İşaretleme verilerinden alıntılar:

_ _ _

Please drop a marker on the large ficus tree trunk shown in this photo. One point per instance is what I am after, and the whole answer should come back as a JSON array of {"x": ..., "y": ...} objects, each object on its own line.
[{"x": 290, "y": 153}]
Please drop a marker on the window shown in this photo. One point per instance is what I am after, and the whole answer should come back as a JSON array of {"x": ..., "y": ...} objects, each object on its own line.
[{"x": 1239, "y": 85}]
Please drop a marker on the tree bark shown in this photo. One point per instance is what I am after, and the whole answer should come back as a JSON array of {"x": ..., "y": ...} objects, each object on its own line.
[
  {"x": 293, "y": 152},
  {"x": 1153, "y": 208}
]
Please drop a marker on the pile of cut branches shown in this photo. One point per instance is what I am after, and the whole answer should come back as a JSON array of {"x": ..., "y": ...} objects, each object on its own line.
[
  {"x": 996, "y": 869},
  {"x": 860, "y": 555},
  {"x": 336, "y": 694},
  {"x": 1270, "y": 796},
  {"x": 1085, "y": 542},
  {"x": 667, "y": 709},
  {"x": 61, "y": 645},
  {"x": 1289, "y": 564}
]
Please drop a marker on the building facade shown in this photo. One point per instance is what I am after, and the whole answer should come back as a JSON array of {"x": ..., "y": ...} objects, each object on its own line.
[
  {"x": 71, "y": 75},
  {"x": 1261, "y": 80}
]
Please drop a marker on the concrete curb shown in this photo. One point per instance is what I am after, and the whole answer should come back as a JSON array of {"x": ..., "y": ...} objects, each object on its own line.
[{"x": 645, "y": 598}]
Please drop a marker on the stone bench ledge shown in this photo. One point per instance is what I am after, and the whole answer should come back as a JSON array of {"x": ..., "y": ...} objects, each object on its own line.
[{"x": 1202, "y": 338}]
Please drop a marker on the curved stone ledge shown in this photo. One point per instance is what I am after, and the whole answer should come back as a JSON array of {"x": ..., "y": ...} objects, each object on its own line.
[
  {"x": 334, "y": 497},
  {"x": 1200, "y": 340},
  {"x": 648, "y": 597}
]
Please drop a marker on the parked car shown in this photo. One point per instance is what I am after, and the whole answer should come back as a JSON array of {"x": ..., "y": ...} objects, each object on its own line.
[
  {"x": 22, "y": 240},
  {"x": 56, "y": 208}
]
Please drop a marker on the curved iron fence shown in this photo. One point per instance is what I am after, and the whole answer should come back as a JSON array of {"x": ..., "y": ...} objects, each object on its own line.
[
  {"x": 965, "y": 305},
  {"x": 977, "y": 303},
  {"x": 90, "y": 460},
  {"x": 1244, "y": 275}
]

_ _ _

Görev: Kayıtların tamamında "stone" sözcüğünü "marble" olarak yeniden adlandırıp satırları tekrar yazın; başka hiçbir şeyi değiştirmeyin.

Yanıt:
Please drop a marker on the large ficus tree trunk shown in this photo. One point per instance is what I am after, and the whole answer should come back as a JSON array of {"x": ..., "y": ...} objects, each object on its own line.
[{"x": 290, "y": 153}]
Please drop a marker on the window shown in this photo. One point per instance is what I am after, and the whole answer should come back as a JSON array of {"x": ..., "y": ...} objects, each object on its own line.
[{"x": 1239, "y": 85}]
Please drop a marker on the tree bark shown in this photo. One point per instance is what I am after, and the whole answer should come back as a JSON array of {"x": ..., "y": ...} objects, each object on its own line.
[
  {"x": 293, "y": 152},
  {"x": 1153, "y": 208}
]
Please drop a marker on the pile of cut branches shown in this photo. One point per instance is what I am after, and the whole answer should come back as a JSON array of {"x": ..., "y": ...} objects, each object on its own line.
[
  {"x": 996, "y": 869},
  {"x": 860, "y": 555},
  {"x": 336, "y": 694},
  {"x": 1270, "y": 796},
  {"x": 1085, "y": 542},
  {"x": 667, "y": 709},
  {"x": 61, "y": 645},
  {"x": 1289, "y": 564}
]
Please drop a marker on the building facade shown in this photo. One point per instance is what I am after, and the whole answer should come back as a JSON array of {"x": ..., "y": ...} objects, each object on its own line.
[
  {"x": 71, "y": 75},
  {"x": 1261, "y": 80}
]
Please drop a marker on the concrete curb shown in this photo. One point per instance is what I am after, and the whole answer should come back as a JSON array of {"x": ..., "y": ...} objects, each object on its own line.
[{"x": 645, "y": 598}]
Please drop a marker on the marble bench ledge shown in this photo. One point per instance is what I am after, and the whole answer should come back as a JSON array of {"x": ..., "y": ...} objects, each object on its own line.
[{"x": 1202, "y": 338}]
Please drop a marker on the curved marble ledge shown in this photo. One point per instance is what I am after, and the whole answer should come back as a JSON array of {"x": ..., "y": ...} objects, each object on its own line.
[
  {"x": 334, "y": 497},
  {"x": 1200, "y": 340},
  {"x": 648, "y": 597}
]
Please drop a marker on the parked car shown in this photo. One point per instance is what I am after, and the whole answer should come back as a JSON array of {"x": ..., "y": ...} objects, each object on its own line.
[
  {"x": 22, "y": 240},
  {"x": 56, "y": 208}
]
Please drop a marker on the curved iron fence shown in this photo. One point per instance is what I am after, and the whole answer should come back as a JSON array of {"x": ..., "y": ...} objects, each object on its own line.
[
  {"x": 965, "y": 305},
  {"x": 977, "y": 303},
  {"x": 90, "y": 460},
  {"x": 1244, "y": 275}
]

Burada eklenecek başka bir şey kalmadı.